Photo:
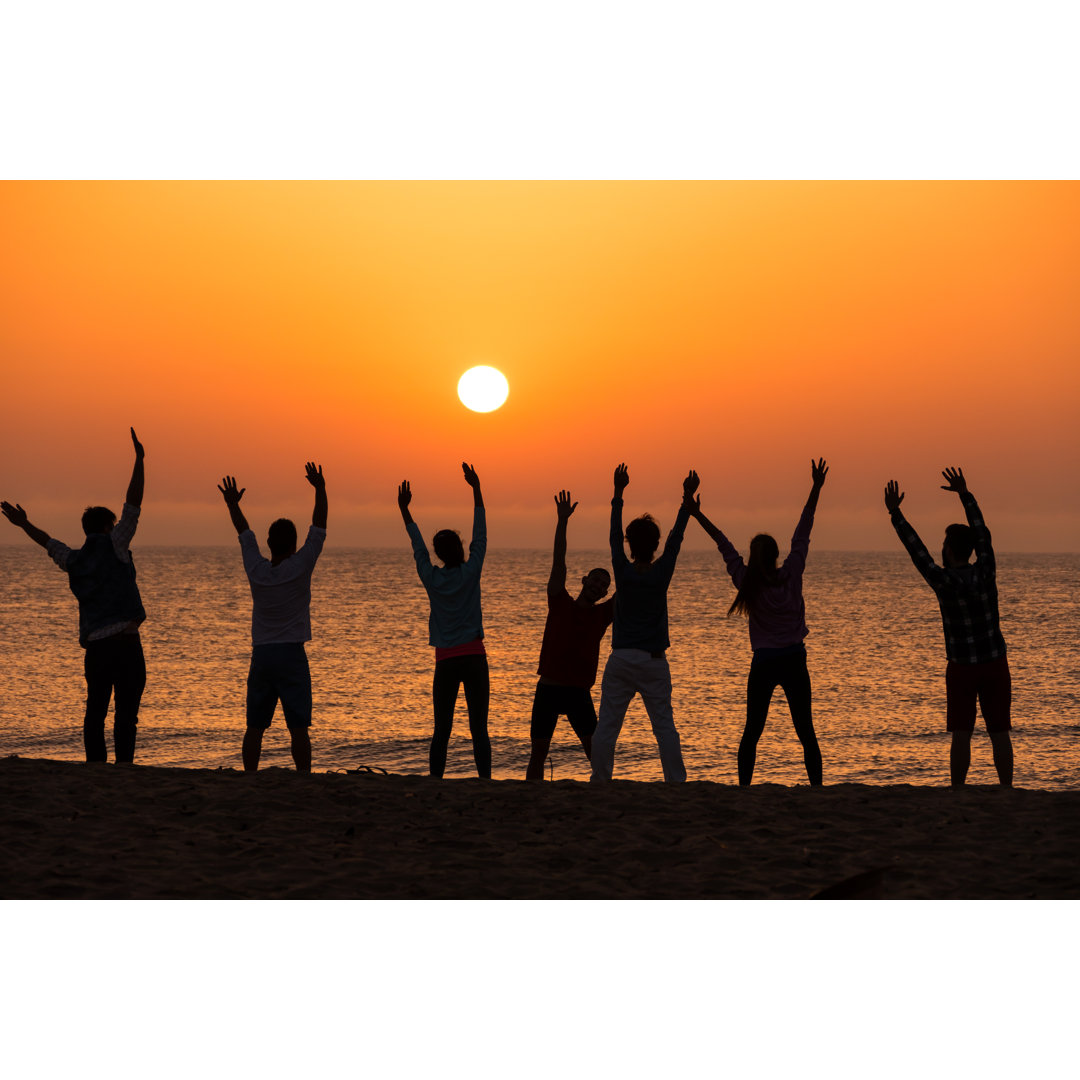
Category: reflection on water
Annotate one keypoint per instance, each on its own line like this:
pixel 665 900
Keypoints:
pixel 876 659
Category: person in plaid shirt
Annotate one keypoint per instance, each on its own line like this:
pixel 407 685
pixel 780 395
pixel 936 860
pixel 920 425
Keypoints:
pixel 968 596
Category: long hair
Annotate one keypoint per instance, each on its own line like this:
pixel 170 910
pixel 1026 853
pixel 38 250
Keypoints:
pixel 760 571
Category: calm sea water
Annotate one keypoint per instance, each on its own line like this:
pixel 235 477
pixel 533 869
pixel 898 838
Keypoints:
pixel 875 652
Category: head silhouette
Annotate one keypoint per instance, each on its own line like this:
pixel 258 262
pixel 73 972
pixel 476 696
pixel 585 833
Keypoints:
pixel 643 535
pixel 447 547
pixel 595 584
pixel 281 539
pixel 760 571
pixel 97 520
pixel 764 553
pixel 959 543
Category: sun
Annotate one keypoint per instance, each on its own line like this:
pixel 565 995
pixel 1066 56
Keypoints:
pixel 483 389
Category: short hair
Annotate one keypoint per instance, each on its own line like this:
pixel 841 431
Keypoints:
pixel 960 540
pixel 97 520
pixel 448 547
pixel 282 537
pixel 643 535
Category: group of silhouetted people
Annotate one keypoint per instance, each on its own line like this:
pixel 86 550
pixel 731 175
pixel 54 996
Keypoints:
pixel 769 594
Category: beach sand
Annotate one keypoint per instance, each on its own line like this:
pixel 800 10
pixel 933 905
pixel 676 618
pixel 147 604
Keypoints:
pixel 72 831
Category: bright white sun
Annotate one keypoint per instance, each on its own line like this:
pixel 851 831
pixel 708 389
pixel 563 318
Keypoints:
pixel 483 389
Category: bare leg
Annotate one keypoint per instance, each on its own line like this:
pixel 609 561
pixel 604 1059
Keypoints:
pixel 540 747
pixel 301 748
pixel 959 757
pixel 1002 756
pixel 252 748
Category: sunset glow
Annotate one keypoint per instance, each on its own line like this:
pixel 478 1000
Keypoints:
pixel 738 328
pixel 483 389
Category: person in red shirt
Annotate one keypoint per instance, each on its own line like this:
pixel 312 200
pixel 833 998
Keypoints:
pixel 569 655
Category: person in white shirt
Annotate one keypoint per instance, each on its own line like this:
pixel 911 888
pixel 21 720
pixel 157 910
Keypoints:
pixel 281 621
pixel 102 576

Exercise aim
From the records given above, reproduce all text exactly and exclude each picture.

Written response
Photo:
Category: reflection on water
Annotate one keypoint per instance, each on its own line like this:
pixel 665 900
Keypoints:
pixel 876 659
Category: person in plaid shirt
Annotate one keypoint per instance, each on its own line like this:
pixel 407 685
pixel 780 395
pixel 936 860
pixel 920 425
Keypoints:
pixel 968 596
Category: long hair
Annotate one keypoint per instance, each on its own line like this:
pixel 170 910
pixel 1026 853
pixel 38 250
Keypoints:
pixel 760 571
Category: calm sea water
Annotate one keypoint per instance, each on its own line like this:
pixel 235 477
pixel 533 869
pixel 898 838
Keypoints:
pixel 875 652
Category: head silhouette
Annotate one keypoint per instance, each on its own line like this:
pixel 258 262
pixel 73 972
pixel 476 696
pixel 585 833
Keypoints:
pixel 643 535
pixel 447 547
pixel 595 584
pixel 281 539
pixel 760 571
pixel 97 520
pixel 764 553
pixel 959 543
Category: sun
Annotate one keypoint per instance, each on its own line like this:
pixel 565 995
pixel 1066 56
Keypoints:
pixel 483 389
Category: short hair
Annotate one keypoint per instance, each on its own line like this:
pixel 841 431
Keypoints:
pixel 960 540
pixel 97 520
pixel 448 547
pixel 282 537
pixel 643 535
Category: group of silhouetted people
Annotate one keypoint per instance, each on its own line like this:
pixel 86 550
pixel 731 175
pixel 54 996
Keypoints:
pixel 769 594
Category: beach sand
Annotate one keypoint per instance, each on its own line like this:
pixel 800 10
pixel 933 905
pixel 676 618
pixel 147 604
Keypoints:
pixel 72 831
Category: bright white sun
Annotate one keypoint per instance, each on its own line like this:
pixel 851 831
pixel 708 389
pixel 563 318
Keypoints:
pixel 483 389
Category: bare leg
Annotate one keypoint per instance, each on its own line like this:
pixel 609 561
pixel 604 1059
Keypoints:
pixel 540 747
pixel 301 748
pixel 959 757
pixel 1002 756
pixel 252 748
Category: sunset glow
Annotate one keypoint per instance, each on its own line like this:
pixel 478 1000
Keypoints:
pixel 738 328
pixel 483 389
Category: person in red shirt
Annotate one keypoint per instance, each on its own line like this:
pixel 312 200
pixel 833 998
Keypoints:
pixel 569 655
Category: person in white shirt
Annotate one keypoint per instance, each on its own line like this:
pixel 911 888
pixel 21 720
pixel 157 910
Keypoints:
pixel 281 621
pixel 102 576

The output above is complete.